##### Supplied text
Conflicts took place at Clacton and Hastings during the Easter weekend of 1964. A second round took place on the south coast of England over the Whitsun weekend (18 and 19 May 1964), especially at Brighton, where fights occurred over two days and moved along the coast to Hastings and back; hence the "Second Battle of Hastings" tag. A small number of rockers were isolated on Brighton beach where they – despite being protected by police – were overwhelmed and assaulted by mods. Eventually calm was restored and a judge levied heavy fines, describing those arrested as "sawdust Caesars".

Newspapers described the mod and rocker clashes as being of "disastrous proportions", and labelled mods and rockers as "vermin" and "louts". Newspaper editorials fanned the flames of hysteria, such as a Birmingham Post editorial in May 1964, which warned that mods and rockers were "internal enemies" in the UK who would "bring about disintegration of a nation's character". The magazine Police Review argued that the mods and rockers' purported lack of respect for law and order could cause violence to "surge and flame like a forest fire".

As a result of this news coverage, two British members of parliament travelled to the seaside areas to survey the damage, and M.P. Harold Gurden called for a resolution for intensified measures to control hooliganism. One of the prosecutors in the trial of some of the Clacton brawlers argued that mods and rockers were youths with no serious views, who lacked respect for law and order.

There were occasional incidents thereafter. In 1980, during the mod revival, the punk rock band the Exploited recorded the song "Fuck the Mods" on their E.P. Army Life, whose back cover stated "To all the Edinburgh punks and skins – keep on mod-bashing!!" The band performed in Finsbury Park, London in 1981 on the same night that the Jam were playing nearby, and there was fighting after the gigs between the mods who had watched the Jam and the rockers who had watched the Exploited.
##########
__Questions on the material__.
a: According to the text on the mods and rockers clashes, which publication warned that mods and rockers were "internal enemies" in the UK?
b: Continue the text on the mods and rockers clashes from its last sentence.
##### Material supplied
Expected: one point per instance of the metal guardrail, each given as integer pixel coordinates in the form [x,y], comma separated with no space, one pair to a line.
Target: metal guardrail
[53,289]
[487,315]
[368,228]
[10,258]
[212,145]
##########
__Task-by-task answers__.
a: A Birmingham Post editorial in May 1964.

b:
== Academic debunking ==
The sociologist Stanley Cohen was led by his retrospective study of the mods and rockers conflict to develop the term "moral panic". In his 1972 study Folk Devils and Moral Panics, he examined news coverage of the mod and rocker riots in the 1960s. He conceded that mods and rockers had some fights in the mid-1960s, but argues that they were no different from the evening brawls that occurred between youths throughout the 1950s and early 1960s at seaside resorts and after football games. He argued that the U.K. press turned the mod subculture into a symbol of delinquent and deviant status.

Cohen argued that as hysteria about knife-wielding mods increased, the image of a fur-collared anorak and scooter would "stimulate hostile and punitive reactions". He said the news media used possibly faked interviews with supposed rockers such as "Mick the Wild One". The press also tried to exploit accidents that were unrelated to mod–rocker violence, such as an accidental drowning of a youth, which resulted in the headline "Mod Dead in Sea".

Eventually, when the press ran out of real fights to report, they would publish deceptive headlines, such as using a subheading "Violence", even when the article reported that there was no violence at all. Newspaper writers also began to associate mods and rockers with various social issues, such as teen pregnancy, contraceptives, amphetamines and violence.

== In film ==
In the Beatles' 1964 film A Hard Day's Night, Ringo Starr was asked by a reporter, "Are you a mod or a rocker?" Starr answered, "Uh, no, I'm a mocker." Paul McCartney originally gave this response in an April 1964 interview.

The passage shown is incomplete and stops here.